• [Data provided]:
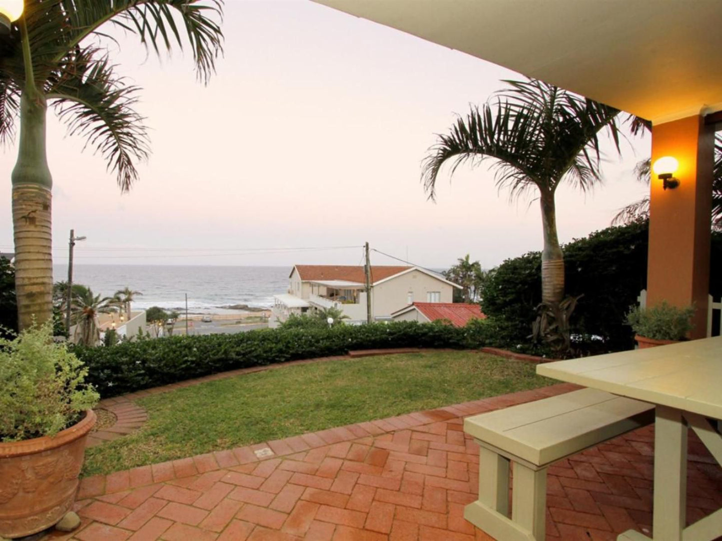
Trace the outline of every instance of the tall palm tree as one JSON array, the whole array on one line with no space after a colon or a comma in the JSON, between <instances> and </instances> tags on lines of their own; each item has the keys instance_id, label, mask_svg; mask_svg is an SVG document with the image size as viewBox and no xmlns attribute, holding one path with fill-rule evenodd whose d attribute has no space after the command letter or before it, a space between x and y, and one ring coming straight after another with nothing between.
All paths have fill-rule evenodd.
<instances>
[{"instance_id":1,"label":"tall palm tree","mask_svg":"<svg viewBox=\"0 0 722 541\"><path fill-rule=\"evenodd\" d=\"M599 133L607 131L619 151L614 107L541 81L506 81L493 102L472 107L448 134L438 135L422 164L422 181L432 199L442 166L492 159L497 185L512 198L531 190L542 207L542 299L564 297L564 256L557 234L554 193L562 182L582 190L601 180Z\"/></svg>"},{"instance_id":2,"label":"tall palm tree","mask_svg":"<svg viewBox=\"0 0 722 541\"><path fill-rule=\"evenodd\" d=\"M128 286L126 286L125 289L118 289L116 291L113 299L116 299L118 304L123 307L123 309L126 312L126 321L131 320L131 303L135 300L134 297L142 294L140 291L134 291Z\"/></svg>"},{"instance_id":3,"label":"tall palm tree","mask_svg":"<svg viewBox=\"0 0 722 541\"><path fill-rule=\"evenodd\" d=\"M123 192L149 154L135 110L137 87L116 73L100 40L111 23L157 53L187 42L199 79L207 82L222 51L216 22L222 0L25 0L25 11L0 43L0 142L19 118L12 215L21 329L52 314L51 188L45 116L54 107L71 134L84 136L117 175ZM185 38L184 38L185 36Z\"/></svg>"},{"instance_id":4,"label":"tall palm tree","mask_svg":"<svg viewBox=\"0 0 722 541\"><path fill-rule=\"evenodd\" d=\"M95 346L100 339L97 328L97 315L116 312L113 297L93 295L89 287L74 290L71 301L73 320L75 322L75 340L84 346Z\"/></svg>"}]
</instances>

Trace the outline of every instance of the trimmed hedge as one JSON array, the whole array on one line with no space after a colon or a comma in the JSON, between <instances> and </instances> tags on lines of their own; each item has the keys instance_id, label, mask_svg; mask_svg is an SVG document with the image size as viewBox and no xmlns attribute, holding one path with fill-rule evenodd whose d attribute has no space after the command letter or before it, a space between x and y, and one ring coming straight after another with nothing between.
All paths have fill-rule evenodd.
<instances>
[{"instance_id":1,"label":"trimmed hedge","mask_svg":"<svg viewBox=\"0 0 722 541\"><path fill-rule=\"evenodd\" d=\"M109 348L75 346L86 381L104 398L211 374L380 348L479 348L493 325L464 328L396 322L326 329L269 329L233 335L171 336Z\"/></svg>"}]
</instances>

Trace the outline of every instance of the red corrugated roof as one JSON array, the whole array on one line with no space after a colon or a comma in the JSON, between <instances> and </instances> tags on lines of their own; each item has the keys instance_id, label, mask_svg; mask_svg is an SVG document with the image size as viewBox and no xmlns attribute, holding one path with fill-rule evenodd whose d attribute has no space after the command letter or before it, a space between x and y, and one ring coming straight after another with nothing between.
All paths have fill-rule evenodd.
<instances>
[{"instance_id":1,"label":"red corrugated roof","mask_svg":"<svg viewBox=\"0 0 722 541\"><path fill-rule=\"evenodd\" d=\"M383 265L371 265L371 280L375 283L394 274L407 270L411 267L397 267ZM366 276L361 265L297 265L296 270L301 280L345 280L364 283ZM292 271L291 273L293 273Z\"/></svg>"},{"instance_id":2,"label":"red corrugated roof","mask_svg":"<svg viewBox=\"0 0 722 541\"><path fill-rule=\"evenodd\" d=\"M414 302L414 306L430 321L448 320L456 327L464 327L469 320L485 320L479 304L463 302Z\"/></svg>"}]
</instances>

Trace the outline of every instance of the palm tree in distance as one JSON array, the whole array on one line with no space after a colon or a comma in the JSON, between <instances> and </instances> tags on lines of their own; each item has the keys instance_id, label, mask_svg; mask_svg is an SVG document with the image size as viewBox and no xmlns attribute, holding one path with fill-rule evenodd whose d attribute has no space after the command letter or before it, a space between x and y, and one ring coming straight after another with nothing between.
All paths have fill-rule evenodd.
<instances>
[{"instance_id":1,"label":"palm tree in distance","mask_svg":"<svg viewBox=\"0 0 722 541\"><path fill-rule=\"evenodd\" d=\"M75 341L84 346L93 346L100 339L97 328L97 315L116 312L113 298L93 295L92 290L84 286L74 288L71 309L75 322Z\"/></svg>"},{"instance_id":2,"label":"palm tree in distance","mask_svg":"<svg viewBox=\"0 0 722 541\"><path fill-rule=\"evenodd\" d=\"M222 0L33 0L0 43L0 142L14 136L12 216L16 291L22 330L52 315L51 189L45 157L48 105L86 138L117 175L121 191L138 178L149 154L147 130L135 110L137 87L126 84L101 48L111 23L160 53L187 42L199 79L207 82L222 52L214 20Z\"/></svg>"},{"instance_id":3,"label":"palm tree in distance","mask_svg":"<svg viewBox=\"0 0 722 541\"><path fill-rule=\"evenodd\" d=\"M599 136L606 131L619 150L614 107L541 81L506 81L495 100L472 107L449 133L438 135L422 162L422 181L431 199L442 166L492 159L497 185L511 198L532 191L542 207L542 299L559 307L564 298L564 256L557 234L554 193L562 182L580 190L601 181Z\"/></svg>"},{"instance_id":4,"label":"palm tree in distance","mask_svg":"<svg viewBox=\"0 0 722 541\"><path fill-rule=\"evenodd\" d=\"M444 277L462 287L461 294L464 302L471 302L472 291L474 296L479 292L478 284L483 276L482 265L478 261L469 260L469 255L458 258L456 264L443 273Z\"/></svg>"},{"instance_id":5,"label":"palm tree in distance","mask_svg":"<svg viewBox=\"0 0 722 541\"><path fill-rule=\"evenodd\" d=\"M116 291L113 299L117 302L118 305L123 307L123 309L126 312L126 321L131 320L131 303L135 300L134 297L136 295L142 294L140 291L134 291L128 286L126 286L125 289L118 289Z\"/></svg>"}]
</instances>

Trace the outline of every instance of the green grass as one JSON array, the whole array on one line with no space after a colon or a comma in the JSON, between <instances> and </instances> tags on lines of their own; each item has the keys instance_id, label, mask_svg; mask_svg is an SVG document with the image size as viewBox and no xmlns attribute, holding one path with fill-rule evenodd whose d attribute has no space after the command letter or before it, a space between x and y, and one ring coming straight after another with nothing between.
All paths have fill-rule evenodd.
<instances>
[{"instance_id":1,"label":"green grass","mask_svg":"<svg viewBox=\"0 0 722 541\"><path fill-rule=\"evenodd\" d=\"M554 383L535 366L469 351L282 366L141 399L140 431L86 451L110 473Z\"/></svg>"}]
</instances>

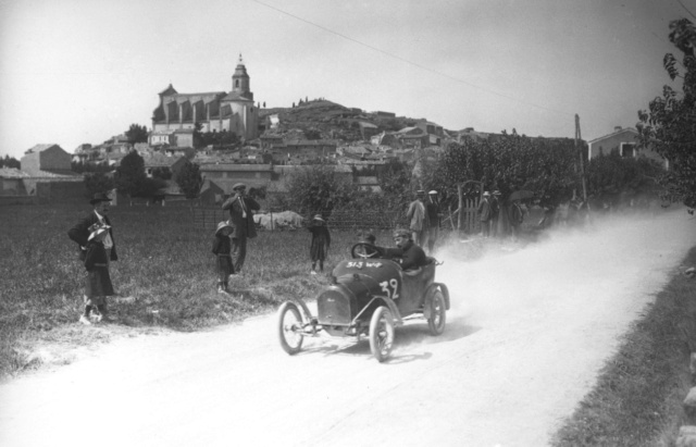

• [What is required]: Pull out every line in the listing that contains the string "grass", copying each such line in full.

• [Reply to the exercise]:
Trace the outline of every instance of the green grass as one JSON array, the whole array on one line with no space after a colon or a comma in the JSON, between <instances> and </instances> tags on lines of their own; each item has the keys instance_id, label, mask_svg; mask_svg is an SVG document with the image size as viewBox and no xmlns attribute, holding one path with fill-rule evenodd whose d attribute has no space after the command letter or before it, a space between x and y, and one ring coming straight after another with nothing between.
[{"instance_id":1,"label":"green grass","mask_svg":"<svg viewBox=\"0 0 722 541\"><path fill-rule=\"evenodd\" d=\"M554 383L535 366L469 351L282 366L141 399L140 431L86 451L110 473Z\"/></svg>"}]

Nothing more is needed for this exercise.